Recorded data
+++

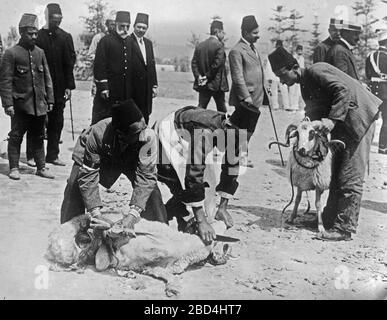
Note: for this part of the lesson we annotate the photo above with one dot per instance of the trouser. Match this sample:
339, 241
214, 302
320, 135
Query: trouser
34, 126
383, 129
73, 204
346, 188
102, 109
205, 96
54, 130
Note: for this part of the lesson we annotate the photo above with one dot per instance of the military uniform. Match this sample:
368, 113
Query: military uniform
376, 73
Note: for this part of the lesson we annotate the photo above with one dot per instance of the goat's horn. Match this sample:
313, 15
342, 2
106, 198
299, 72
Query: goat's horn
279, 143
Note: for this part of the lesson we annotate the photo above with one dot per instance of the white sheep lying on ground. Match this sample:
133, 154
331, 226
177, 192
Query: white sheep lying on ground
158, 250
309, 163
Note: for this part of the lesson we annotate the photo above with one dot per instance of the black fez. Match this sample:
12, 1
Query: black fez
124, 116
53, 8
280, 58
245, 117
142, 18
249, 23
123, 16
216, 24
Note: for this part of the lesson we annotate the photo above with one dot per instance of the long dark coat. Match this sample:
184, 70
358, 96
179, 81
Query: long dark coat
144, 75
113, 68
58, 47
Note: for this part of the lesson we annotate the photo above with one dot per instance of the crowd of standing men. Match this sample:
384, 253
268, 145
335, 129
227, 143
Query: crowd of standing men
37, 80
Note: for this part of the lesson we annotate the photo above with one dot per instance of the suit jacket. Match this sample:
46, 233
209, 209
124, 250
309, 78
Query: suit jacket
112, 67
247, 76
58, 47
209, 60
144, 75
330, 93
97, 149
321, 50
342, 58
26, 84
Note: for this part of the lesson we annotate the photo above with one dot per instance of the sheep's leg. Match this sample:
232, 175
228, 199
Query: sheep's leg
296, 204
319, 192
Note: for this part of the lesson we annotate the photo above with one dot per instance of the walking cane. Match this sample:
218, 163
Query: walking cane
71, 118
274, 127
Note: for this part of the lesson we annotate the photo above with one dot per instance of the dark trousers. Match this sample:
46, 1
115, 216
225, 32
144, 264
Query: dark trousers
34, 126
102, 109
383, 129
73, 204
346, 188
219, 97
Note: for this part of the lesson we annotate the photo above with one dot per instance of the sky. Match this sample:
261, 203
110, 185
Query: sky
172, 21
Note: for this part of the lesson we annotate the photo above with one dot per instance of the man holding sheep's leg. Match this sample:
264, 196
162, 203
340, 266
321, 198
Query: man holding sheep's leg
348, 111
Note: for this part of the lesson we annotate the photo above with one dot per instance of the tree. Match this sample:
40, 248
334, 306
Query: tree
363, 10
194, 40
294, 29
280, 18
12, 37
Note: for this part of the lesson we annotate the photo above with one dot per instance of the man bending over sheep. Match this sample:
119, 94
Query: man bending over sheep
120, 144
187, 137
348, 111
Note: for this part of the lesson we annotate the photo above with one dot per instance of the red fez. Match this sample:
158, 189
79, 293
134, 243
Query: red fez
280, 58
125, 114
142, 18
249, 23
123, 16
53, 8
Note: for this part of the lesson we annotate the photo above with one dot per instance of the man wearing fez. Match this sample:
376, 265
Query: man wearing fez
186, 138
323, 47
122, 144
27, 95
376, 73
113, 68
247, 89
58, 47
143, 66
341, 55
347, 110
209, 70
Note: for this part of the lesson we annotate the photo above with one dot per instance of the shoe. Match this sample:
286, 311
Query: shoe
31, 163
335, 235
56, 162
382, 150
44, 173
14, 174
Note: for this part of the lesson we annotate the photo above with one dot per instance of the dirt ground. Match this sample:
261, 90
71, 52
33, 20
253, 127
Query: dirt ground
268, 263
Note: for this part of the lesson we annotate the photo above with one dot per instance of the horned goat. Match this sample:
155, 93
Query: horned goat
157, 250
309, 163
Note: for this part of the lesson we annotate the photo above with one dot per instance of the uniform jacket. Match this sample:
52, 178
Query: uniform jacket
342, 58
193, 122
144, 75
247, 75
112, 66
379, 87
58, 47
209, 60
321, 50
25, 81
97, 149
330, 93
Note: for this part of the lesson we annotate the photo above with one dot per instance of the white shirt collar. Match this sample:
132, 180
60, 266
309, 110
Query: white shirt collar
347, 44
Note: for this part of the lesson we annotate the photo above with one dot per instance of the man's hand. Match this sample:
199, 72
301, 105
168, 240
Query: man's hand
154, 92
9, 111
206, 232
105, 94
67, 95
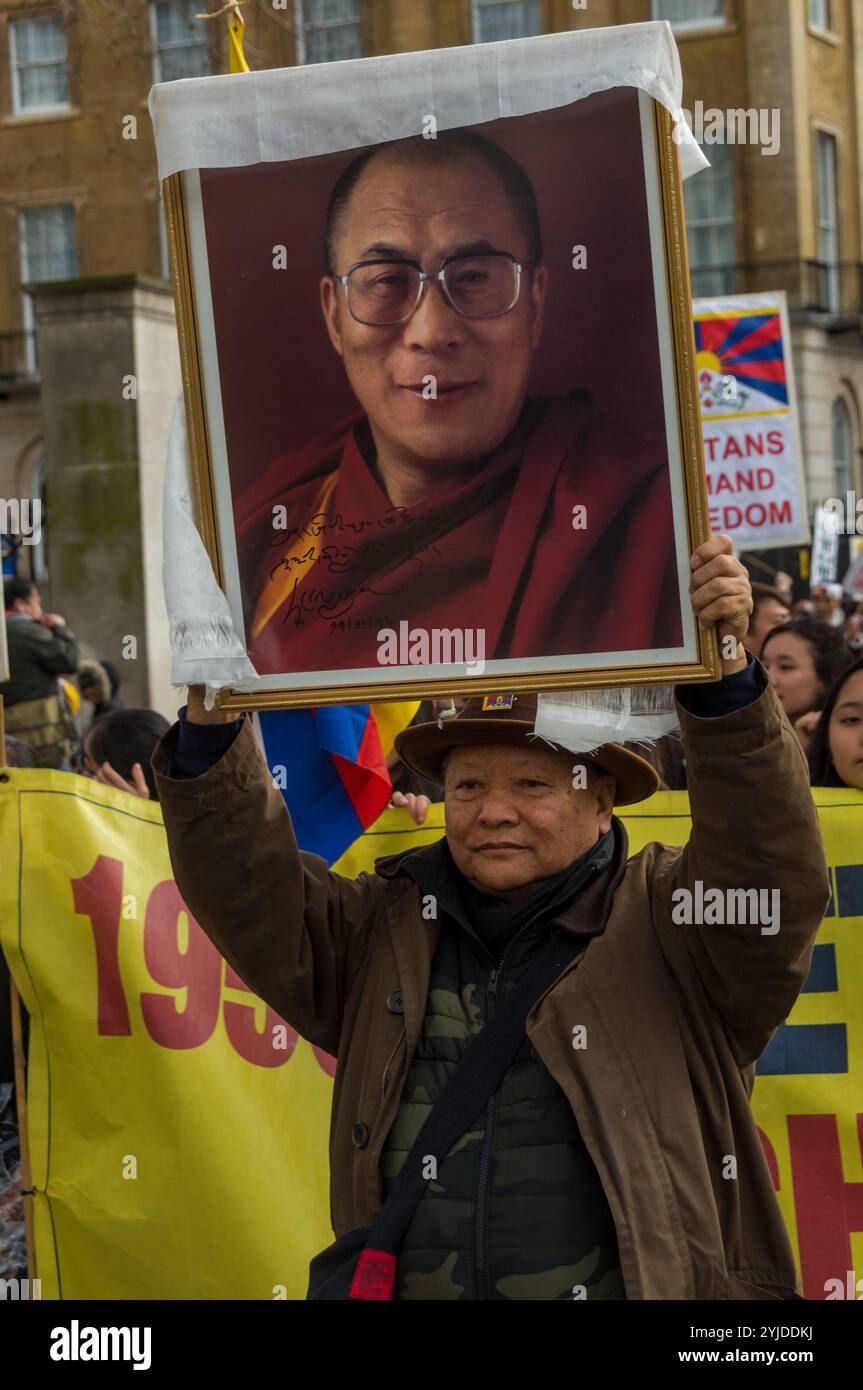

+++

* _Problem requirements_:
Reproduce each line above precisely, with no pictures.

* _Task solution_:
Note: for this part of the lesson we annotate the photo above with one dot per instance of the trouser. Match this sample:
339, 241
214, 302
320, 135
Query: trouser
34, 126
383, 129
73, 204
346, 188
102, 109
205, 96
54, 130
Note: for this part of the lesson we annotate the photo above with one dot per instance of the military uniform. Match this sample:
368, 113
Query: military uniform
376, 73
Note: for this part of the lesson we annotate the photo above with one dot per instance of the goat's horn. Match this sample:
313, 15
342, 2
106, 198
299, 72
Query: goat's horn
279, 143
Note: for this part of the lesson we annotate the photo above with one dot per instance of the white sheep lying on ground. Match this sample:
133, 154
331, 226
177, 192
Query: white sheep lying on ground
158, 250
309, 163
Note: for this part of the lesson we annotate the photo above with one dot per instance of the black fez. Match this sample:
12, 1
Query: black fez
124, 116
53, 8
280, 58
245, 117
142, 18
249, 23
123, 16
216, 24
Note: for this part of the lesson we annotate the photo above with one dot per instance of the long dark coat. Match this sample:
184, 70
358, 96
179, 81
Query: long dark coat
144, 75
113, 68
58, 47
Note: for this part of the lesson we annotate the photo above with one dot per instance of the crowd of standing men. Match this sample:
384, 253
268, 145
335, 129
227, 143
Query: crowd of standing men
37, 80
Note: for this part of the lesson we annotate the photo above with one dot per instance of the suit jacket. Match this sample:
46, 233
209, 209
124, 250
309, 78
Query: suit jacket
112, 67
247, 76
58, 47
209, 60
144, 75
330, 93
97, 149
321, 50
342, 58
26, 84
Note: for this part of the lesson we annotate the photo above with one dot per instance of the sheep's leg. Match this sample:
232, 175
228, 199
Query: sheep's leg
296, 204
319, 192
Note: for this part of the lesson we annotate the photo above with one dot per instance of the walking cane. Match this sample:
218, 163
Query: walking cane
71, 118
274, 127
Note: for this part of the lesson we annotate the photo above with one dot per instance of the dark trousers. Match this sample:
46, 1
115, 216
225, 32
144, 264
Query: dark trousers
34, 126
102, 109
383, 129
73, 204
346, 188
219, 97
Note: for this part of the lesson we annotate the photo above with one dot per instance of the sky. Match this sample:
261, 203
110, 185
Query: sky
172, 21
Note: for this part of the lesson we annotate the photo above with one dot per instance of the man holding sheep's leg. Match this sample:
264, 196
162, 203
340, 266
321, 198
Query: man holding sheep's leg
348, 111
Note: for this part of the lesson we annotate the photo above with one dot per instance of the tree. Match this sample:
40, 248
334, 306
Query: tree
363, 10
194, 40
294, 29
280, 18
12, 37
Note: for this part of the lesson we annotate the photo above with one dot per instance of the man bending over sheep. Match this sample:
119, 94
Query: man bending over sheep
120, 144
187, 137
348, 111
Note: for this part of the lesson we annotate the photo above with one dot per instance of the red fez. Match this sample:
158, 189
79, 293
134, 243
Query: red fez
280, 58
125, 114
142, 18
249, 23
123, 16
53, 8
Note: for this part of the lesson we annotate the photo above with one dot per instance of the man wearing fez. Match this sample:
376, 265
Query: man wearing fez
186, 138
323, 47
122, 144
27, 95
376, 73
113, 68
247, 89
58, 47
143, 66
341, 55
347, 110
209, 70
Note: for this part of the lesson we annotate the photo above with one dot per instance of the shoe. Match this sample:
286, 311
Query: shoe
31, 163
335, 235
56, 162
382, 150
44, 173
14, 174
Note: for this part of the lesson we annotate the photo above with one dot per instance of the dirt ground. Match this sample:
261, 90
71, 52
33, 20
253, 127
Query: dirt ground
268, 263
Note: for this part of the lesson we annotate the photo above with one dot per instance of the horned goat. Match this sample:
155, 93
Query: horned goat
157, 250
309, 163
Note: for this part of the lesson we annotate the photo above with one dot per instance of the uniform jacket. Match this sample:
52, 178
Query: uniform jacket
342, 58
193, 122
144, 75
247, 75
112, 66
379, 87
58, 47
209, 60
321, 50
25, 81
97, 149
330, 93
Note: for this part of the lesson we annotate the photo above with one dot per instance of the white shirt collar. Match this sample:
132, 180
60, 266
309, 110
Query: white shirt collar
347, 44
Note: for this part of the lesson we annotate the photo above with one dot per instance of the man's hand. Match this sample:
199, 72
301, 105
168, 240
Query: man's hand
154, 92
9, 111
206, 232
105, 94
67, 95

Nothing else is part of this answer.